[Start of Attachment]

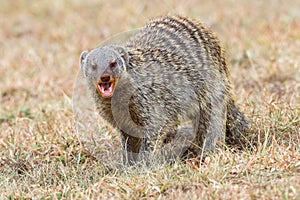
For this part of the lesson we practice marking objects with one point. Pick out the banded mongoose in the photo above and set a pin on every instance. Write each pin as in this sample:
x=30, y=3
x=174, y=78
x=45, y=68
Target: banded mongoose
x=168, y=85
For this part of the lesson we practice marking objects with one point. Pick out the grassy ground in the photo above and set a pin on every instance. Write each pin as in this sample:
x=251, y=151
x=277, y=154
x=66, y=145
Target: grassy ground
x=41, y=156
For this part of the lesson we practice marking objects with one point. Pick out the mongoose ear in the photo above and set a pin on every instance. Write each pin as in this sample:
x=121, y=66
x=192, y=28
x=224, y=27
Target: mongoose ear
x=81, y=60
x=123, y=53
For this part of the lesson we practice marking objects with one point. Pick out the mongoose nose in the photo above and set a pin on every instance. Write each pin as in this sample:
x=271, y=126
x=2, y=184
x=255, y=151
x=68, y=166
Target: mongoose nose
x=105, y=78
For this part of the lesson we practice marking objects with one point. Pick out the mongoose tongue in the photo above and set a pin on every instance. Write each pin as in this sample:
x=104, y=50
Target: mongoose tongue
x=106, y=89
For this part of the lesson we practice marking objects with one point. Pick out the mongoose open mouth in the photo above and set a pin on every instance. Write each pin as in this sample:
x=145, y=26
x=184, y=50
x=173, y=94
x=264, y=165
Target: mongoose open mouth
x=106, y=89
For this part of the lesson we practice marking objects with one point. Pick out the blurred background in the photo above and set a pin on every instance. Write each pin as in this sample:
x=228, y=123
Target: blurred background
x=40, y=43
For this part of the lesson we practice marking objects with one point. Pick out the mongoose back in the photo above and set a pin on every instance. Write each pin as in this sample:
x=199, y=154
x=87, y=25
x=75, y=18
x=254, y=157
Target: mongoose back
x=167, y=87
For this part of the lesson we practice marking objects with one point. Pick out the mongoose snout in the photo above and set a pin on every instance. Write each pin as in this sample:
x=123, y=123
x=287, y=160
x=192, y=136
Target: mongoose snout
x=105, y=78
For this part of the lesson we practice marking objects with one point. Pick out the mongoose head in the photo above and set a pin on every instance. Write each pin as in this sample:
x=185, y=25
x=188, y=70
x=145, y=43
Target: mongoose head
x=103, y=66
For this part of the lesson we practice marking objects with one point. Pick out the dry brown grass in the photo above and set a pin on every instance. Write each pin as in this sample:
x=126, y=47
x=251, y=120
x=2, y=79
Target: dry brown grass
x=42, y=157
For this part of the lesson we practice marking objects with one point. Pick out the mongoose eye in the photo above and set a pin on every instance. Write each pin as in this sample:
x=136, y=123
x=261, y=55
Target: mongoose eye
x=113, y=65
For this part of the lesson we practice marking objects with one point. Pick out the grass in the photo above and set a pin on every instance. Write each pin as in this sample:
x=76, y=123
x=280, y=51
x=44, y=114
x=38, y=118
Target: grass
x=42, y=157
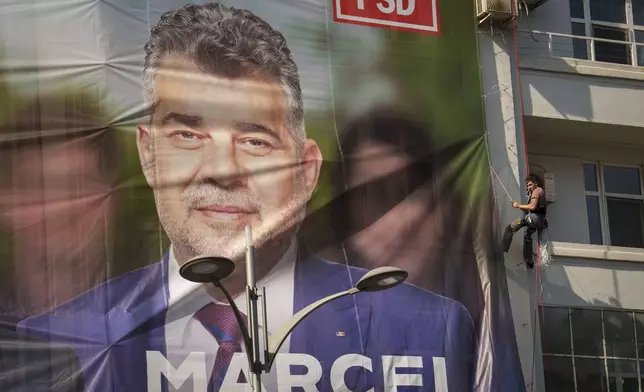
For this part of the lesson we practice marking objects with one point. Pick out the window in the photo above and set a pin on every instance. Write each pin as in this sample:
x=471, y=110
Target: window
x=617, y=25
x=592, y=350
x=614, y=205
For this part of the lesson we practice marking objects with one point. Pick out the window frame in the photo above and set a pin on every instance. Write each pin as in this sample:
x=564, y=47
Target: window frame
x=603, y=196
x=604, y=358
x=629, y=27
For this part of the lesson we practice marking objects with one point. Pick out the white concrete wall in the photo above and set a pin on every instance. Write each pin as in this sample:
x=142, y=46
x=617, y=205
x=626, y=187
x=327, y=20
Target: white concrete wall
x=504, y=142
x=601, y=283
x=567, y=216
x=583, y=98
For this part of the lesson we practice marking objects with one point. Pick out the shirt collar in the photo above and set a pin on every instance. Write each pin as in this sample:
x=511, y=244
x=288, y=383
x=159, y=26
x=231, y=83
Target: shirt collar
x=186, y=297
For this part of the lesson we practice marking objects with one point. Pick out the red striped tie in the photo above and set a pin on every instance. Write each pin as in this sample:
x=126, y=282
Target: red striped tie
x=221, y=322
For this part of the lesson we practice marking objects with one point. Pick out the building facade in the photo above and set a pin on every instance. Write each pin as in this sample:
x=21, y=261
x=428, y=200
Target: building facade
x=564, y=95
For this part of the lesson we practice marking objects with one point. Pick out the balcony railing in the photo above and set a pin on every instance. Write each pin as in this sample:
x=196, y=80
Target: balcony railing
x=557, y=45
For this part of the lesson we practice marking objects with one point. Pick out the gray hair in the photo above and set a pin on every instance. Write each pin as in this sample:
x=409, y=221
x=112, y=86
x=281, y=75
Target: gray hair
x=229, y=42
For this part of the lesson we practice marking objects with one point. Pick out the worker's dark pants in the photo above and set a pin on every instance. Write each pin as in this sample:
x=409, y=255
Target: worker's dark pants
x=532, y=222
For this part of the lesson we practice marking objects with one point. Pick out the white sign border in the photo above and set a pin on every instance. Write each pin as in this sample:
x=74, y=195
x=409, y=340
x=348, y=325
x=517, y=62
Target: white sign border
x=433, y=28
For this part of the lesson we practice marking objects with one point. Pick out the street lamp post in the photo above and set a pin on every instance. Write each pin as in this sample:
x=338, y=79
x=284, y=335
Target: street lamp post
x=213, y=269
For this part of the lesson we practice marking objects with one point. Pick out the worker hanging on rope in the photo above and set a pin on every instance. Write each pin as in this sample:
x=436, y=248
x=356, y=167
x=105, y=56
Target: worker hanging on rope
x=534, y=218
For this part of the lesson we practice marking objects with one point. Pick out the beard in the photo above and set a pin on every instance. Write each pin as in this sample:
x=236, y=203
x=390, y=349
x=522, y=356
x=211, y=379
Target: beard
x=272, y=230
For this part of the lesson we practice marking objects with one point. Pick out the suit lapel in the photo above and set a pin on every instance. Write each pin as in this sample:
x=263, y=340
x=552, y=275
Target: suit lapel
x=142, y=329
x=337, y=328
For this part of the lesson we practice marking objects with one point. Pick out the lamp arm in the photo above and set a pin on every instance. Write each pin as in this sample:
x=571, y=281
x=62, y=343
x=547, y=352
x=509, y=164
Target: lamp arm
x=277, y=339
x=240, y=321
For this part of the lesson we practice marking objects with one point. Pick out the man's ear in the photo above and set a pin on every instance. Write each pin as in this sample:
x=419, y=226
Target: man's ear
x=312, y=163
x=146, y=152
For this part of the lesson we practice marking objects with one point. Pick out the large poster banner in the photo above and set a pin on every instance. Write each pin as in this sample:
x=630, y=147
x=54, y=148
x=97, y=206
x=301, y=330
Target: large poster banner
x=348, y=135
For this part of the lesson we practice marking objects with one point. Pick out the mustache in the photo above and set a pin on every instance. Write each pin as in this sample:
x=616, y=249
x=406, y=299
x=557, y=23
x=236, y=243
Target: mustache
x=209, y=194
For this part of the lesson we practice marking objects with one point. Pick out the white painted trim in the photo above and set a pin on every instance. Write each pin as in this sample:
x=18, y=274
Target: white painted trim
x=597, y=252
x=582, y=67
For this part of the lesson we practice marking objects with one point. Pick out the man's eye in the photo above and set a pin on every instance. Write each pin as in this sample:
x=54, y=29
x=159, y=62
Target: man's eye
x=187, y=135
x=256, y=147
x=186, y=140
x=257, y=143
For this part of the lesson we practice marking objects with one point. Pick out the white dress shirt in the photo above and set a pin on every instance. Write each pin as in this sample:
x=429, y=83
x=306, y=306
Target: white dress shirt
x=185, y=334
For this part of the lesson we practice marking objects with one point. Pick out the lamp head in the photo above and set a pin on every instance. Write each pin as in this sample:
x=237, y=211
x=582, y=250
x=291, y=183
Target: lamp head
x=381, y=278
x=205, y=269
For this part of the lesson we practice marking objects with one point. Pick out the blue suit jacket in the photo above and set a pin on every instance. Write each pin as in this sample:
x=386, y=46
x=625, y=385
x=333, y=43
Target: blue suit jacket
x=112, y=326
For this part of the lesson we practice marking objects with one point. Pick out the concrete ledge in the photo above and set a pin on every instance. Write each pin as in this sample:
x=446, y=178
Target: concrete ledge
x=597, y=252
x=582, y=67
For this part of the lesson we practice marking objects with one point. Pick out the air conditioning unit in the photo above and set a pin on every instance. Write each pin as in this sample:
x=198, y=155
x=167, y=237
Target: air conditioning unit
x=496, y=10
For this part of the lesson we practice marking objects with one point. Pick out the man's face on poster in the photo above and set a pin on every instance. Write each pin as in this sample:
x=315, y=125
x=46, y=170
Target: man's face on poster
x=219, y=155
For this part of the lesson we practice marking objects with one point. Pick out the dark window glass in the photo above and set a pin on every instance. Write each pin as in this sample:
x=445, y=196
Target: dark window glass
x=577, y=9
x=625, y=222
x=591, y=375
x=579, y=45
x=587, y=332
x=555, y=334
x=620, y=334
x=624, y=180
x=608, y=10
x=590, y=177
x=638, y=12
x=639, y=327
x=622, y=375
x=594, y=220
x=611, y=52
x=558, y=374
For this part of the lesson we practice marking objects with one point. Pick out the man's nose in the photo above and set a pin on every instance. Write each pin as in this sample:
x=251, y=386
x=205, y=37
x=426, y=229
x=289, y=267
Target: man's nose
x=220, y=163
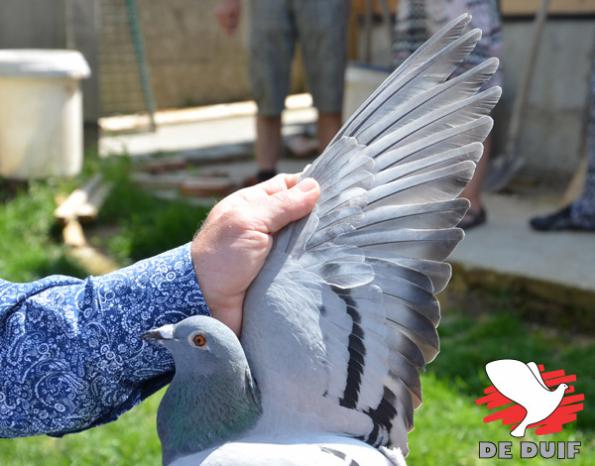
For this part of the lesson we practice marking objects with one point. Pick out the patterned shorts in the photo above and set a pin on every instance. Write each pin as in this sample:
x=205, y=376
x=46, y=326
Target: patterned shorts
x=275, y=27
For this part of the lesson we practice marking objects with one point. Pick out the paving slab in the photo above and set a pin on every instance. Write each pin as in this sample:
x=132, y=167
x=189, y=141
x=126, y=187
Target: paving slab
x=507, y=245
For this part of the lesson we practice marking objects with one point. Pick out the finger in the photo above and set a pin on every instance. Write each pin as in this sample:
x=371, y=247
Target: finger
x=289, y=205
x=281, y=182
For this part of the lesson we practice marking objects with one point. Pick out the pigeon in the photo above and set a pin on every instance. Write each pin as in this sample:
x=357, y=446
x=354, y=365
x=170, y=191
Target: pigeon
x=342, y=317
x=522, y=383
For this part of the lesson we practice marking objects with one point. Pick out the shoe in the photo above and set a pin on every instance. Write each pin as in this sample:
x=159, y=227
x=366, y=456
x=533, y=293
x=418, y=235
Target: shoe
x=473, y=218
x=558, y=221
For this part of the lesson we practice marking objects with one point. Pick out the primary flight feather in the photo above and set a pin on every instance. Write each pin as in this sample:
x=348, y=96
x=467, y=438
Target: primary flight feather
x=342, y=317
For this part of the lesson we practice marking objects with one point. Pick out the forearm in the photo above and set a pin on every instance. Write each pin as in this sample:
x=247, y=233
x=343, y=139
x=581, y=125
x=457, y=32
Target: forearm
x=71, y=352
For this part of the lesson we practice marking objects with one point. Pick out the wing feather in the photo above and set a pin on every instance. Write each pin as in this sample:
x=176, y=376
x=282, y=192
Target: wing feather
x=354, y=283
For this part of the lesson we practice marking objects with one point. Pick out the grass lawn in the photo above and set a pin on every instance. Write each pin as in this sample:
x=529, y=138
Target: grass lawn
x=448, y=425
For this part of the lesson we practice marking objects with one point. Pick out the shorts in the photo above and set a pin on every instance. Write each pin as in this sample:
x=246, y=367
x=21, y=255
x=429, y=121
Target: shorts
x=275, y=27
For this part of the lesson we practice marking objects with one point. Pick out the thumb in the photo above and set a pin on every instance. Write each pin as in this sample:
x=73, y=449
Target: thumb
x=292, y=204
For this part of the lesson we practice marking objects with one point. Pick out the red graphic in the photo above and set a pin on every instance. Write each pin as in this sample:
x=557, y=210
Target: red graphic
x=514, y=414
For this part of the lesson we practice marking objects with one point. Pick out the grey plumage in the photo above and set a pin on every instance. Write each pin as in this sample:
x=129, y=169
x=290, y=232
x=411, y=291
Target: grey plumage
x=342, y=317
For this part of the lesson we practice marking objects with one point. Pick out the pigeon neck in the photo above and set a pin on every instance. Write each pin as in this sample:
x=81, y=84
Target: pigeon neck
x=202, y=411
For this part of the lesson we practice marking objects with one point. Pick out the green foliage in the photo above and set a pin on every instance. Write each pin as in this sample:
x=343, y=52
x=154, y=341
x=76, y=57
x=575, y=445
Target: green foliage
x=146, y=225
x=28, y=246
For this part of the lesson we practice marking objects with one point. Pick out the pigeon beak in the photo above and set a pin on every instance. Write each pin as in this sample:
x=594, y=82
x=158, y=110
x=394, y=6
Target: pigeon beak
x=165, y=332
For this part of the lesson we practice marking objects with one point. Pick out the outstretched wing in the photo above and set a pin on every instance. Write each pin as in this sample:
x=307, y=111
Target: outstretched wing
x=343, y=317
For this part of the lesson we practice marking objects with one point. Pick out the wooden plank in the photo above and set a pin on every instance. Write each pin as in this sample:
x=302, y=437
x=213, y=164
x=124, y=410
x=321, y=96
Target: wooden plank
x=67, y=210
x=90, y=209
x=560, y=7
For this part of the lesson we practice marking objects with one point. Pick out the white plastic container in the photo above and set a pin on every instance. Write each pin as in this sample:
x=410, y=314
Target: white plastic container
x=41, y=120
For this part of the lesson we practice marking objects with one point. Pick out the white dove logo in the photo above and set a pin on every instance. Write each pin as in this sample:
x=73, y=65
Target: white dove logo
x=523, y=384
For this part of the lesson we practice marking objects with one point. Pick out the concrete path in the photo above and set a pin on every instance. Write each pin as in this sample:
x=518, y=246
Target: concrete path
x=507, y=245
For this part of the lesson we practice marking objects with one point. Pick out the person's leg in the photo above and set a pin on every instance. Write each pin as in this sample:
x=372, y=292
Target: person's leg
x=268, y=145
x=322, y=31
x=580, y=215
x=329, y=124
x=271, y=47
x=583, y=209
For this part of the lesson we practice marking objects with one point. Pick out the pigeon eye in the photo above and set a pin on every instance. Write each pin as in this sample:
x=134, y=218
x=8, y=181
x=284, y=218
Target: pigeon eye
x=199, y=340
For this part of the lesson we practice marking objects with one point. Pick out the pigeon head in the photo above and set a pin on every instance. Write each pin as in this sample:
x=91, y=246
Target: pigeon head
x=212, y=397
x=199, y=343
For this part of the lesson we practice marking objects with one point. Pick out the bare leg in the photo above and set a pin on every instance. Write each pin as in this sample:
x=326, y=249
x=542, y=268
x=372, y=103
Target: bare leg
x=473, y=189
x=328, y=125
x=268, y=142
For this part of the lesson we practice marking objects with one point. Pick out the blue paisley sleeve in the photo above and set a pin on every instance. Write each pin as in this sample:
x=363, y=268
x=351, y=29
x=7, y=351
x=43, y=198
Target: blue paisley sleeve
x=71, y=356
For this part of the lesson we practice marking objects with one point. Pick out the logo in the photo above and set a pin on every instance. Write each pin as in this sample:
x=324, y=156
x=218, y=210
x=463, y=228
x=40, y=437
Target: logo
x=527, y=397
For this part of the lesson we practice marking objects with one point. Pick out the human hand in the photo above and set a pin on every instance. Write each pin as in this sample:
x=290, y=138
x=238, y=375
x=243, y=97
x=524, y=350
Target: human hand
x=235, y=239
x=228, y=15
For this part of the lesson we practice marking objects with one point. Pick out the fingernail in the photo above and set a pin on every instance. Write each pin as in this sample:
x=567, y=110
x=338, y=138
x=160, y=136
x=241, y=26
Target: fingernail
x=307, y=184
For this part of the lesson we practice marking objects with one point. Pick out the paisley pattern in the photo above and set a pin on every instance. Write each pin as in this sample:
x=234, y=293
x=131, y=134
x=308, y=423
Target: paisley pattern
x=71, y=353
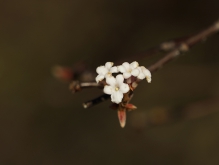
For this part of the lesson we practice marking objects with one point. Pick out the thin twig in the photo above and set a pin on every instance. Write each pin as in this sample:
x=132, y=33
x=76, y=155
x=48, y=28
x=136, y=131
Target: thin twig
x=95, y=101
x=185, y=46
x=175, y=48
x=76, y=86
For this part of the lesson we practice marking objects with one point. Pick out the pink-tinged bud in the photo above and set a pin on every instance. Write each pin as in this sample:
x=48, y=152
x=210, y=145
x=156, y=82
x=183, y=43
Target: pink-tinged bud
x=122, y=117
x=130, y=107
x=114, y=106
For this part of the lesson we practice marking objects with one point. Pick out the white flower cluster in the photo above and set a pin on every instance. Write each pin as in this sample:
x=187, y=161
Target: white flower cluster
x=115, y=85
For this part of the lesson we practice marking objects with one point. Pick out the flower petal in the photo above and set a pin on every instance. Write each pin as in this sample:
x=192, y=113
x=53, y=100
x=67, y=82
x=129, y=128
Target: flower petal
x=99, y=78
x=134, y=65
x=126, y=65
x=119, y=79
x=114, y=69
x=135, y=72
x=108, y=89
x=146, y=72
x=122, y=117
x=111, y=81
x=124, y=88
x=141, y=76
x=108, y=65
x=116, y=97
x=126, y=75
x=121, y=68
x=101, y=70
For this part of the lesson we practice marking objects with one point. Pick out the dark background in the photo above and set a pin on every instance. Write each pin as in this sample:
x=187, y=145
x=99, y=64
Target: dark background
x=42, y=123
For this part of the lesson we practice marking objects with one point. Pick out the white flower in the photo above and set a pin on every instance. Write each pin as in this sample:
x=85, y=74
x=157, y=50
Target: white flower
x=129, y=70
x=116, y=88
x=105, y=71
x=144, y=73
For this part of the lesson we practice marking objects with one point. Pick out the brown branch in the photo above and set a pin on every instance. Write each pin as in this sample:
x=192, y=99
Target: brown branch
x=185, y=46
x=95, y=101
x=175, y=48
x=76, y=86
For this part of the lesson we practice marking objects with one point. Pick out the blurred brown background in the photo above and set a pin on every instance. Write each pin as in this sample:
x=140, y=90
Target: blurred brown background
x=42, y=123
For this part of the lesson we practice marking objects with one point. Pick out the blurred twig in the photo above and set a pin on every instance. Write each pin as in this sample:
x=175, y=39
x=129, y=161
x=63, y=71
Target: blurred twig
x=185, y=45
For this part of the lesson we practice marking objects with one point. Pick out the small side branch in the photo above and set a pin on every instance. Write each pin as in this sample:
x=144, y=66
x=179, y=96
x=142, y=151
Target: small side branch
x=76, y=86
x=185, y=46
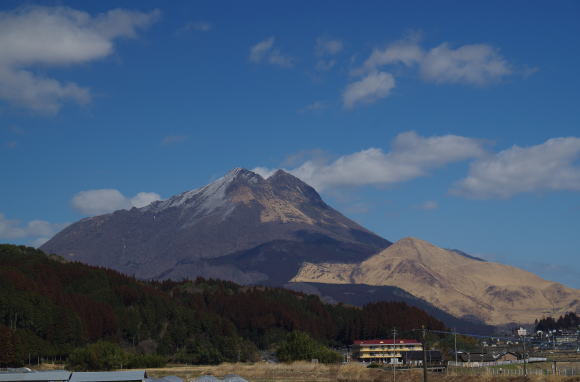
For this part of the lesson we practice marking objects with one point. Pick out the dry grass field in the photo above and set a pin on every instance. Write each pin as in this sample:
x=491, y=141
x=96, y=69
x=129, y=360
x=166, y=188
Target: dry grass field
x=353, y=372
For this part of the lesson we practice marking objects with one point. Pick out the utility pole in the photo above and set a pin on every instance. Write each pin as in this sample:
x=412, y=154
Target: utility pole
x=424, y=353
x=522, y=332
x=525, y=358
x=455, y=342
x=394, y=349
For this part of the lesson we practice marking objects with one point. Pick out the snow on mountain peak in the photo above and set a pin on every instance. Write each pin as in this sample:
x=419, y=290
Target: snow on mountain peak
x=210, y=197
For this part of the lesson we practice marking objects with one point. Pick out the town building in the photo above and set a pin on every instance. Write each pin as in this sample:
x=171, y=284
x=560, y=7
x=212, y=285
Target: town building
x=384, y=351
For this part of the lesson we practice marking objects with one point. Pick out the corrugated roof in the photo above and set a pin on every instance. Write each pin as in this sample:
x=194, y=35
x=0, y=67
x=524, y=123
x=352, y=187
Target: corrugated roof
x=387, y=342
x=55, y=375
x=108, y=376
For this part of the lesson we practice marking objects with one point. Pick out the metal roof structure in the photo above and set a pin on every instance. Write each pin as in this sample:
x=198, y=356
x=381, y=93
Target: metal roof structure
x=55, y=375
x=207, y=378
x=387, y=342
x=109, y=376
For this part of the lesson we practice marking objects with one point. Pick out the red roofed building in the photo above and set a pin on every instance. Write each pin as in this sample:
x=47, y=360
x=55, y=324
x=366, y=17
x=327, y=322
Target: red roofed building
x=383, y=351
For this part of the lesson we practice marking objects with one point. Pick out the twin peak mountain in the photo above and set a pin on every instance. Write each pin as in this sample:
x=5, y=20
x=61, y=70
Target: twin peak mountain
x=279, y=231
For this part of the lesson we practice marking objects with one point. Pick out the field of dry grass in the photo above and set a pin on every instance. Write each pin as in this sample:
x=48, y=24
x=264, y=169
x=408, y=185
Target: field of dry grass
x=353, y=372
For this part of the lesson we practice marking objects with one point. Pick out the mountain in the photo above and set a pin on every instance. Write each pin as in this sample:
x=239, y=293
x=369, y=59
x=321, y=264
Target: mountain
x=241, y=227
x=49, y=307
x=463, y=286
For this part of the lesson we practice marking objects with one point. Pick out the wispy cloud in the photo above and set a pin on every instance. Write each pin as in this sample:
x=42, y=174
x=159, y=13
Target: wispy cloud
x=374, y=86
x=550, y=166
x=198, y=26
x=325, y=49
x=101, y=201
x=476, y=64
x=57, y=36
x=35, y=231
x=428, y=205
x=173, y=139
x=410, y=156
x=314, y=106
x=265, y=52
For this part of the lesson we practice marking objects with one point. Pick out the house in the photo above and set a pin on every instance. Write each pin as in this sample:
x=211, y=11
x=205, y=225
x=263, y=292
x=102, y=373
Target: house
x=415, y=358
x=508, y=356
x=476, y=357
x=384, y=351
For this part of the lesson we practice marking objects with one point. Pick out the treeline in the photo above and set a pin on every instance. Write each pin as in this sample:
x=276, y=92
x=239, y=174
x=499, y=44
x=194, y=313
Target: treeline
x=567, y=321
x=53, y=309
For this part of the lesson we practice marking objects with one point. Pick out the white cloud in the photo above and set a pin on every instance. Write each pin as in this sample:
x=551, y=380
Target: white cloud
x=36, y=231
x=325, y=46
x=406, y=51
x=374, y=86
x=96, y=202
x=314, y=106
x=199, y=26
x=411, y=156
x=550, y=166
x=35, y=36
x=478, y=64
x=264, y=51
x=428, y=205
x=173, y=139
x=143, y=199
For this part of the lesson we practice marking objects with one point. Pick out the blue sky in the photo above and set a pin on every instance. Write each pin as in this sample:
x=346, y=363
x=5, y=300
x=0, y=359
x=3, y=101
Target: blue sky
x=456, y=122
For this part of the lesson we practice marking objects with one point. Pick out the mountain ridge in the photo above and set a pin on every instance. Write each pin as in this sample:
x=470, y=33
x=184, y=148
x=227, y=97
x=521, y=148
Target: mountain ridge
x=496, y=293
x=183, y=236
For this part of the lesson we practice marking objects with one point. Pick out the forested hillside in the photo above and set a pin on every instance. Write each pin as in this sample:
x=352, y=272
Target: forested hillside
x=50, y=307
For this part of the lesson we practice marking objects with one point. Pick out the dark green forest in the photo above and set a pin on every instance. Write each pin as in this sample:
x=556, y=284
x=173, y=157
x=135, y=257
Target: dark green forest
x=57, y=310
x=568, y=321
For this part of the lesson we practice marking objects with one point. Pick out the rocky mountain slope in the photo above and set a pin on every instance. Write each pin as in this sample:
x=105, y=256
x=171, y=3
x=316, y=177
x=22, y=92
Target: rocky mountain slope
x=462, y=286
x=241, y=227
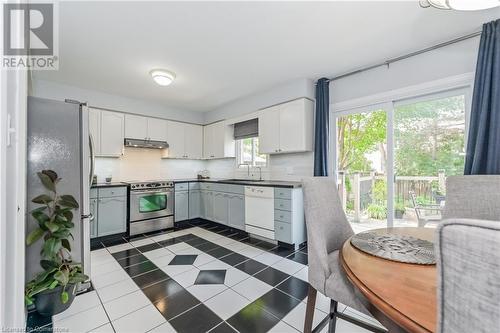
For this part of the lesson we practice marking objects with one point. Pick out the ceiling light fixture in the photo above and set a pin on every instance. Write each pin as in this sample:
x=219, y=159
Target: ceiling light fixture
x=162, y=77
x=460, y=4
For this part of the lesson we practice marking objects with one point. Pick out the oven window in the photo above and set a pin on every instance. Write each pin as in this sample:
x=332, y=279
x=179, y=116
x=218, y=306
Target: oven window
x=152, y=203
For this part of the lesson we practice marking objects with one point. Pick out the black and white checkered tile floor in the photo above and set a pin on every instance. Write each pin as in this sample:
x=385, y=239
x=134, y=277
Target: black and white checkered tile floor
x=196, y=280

[End of Attachment]

Start with the line above that contains "Target: house" and end with the line that contains "x=521, y=148". Write out those lines exactly, and only those.

Target: house
x=415, y=358
x=508, y=356
x=476, y=357
x=384, y=351
For this part of the lesson we practice marking objects with one point. Pick out the treeline in the photo above and set a pin on every instance. Write each pin as in this sample:
x=276, y=92
x=239, y=174
x=499, y=44
x=194, y=313
Target: treeline
x=567, y=321
x=53, y=309
For this part of the lesson we practice marking objects with one point. Pick out the white cloud in the photo above and set a pin on every instance. Write each pin as in this sample:
x=551, y=380
Target: white cloud
x=36, y=231
x=325, y=46
x=406, y=51
x=374, y=86
x=96, y=202
x=314, y=106
x=199, y=26
x=411, y=156
x=550, y=166
x=35, y=36
x=478, y=64
x=264, y=51
x=428, y=205
x=173, y=139
x=143, y=199
For this part of the lesson we practice marking objects with one point. Pick out the blue sky in the photo above and set a pin on every instance. Write each pin as in this sample:
x=346, y=363
x=5, y=300
x=0, y=359
x=3, y=101
Target: blue sky
x=456, y=122
For this part of the lesson we practice marking objects with one point. Pick out the mountain ridge in the photo above and set a pin on every instance. Write each pin as in this sample:
x=470, y=33
x=184, y=148
x=227, y=97
x=521, y=148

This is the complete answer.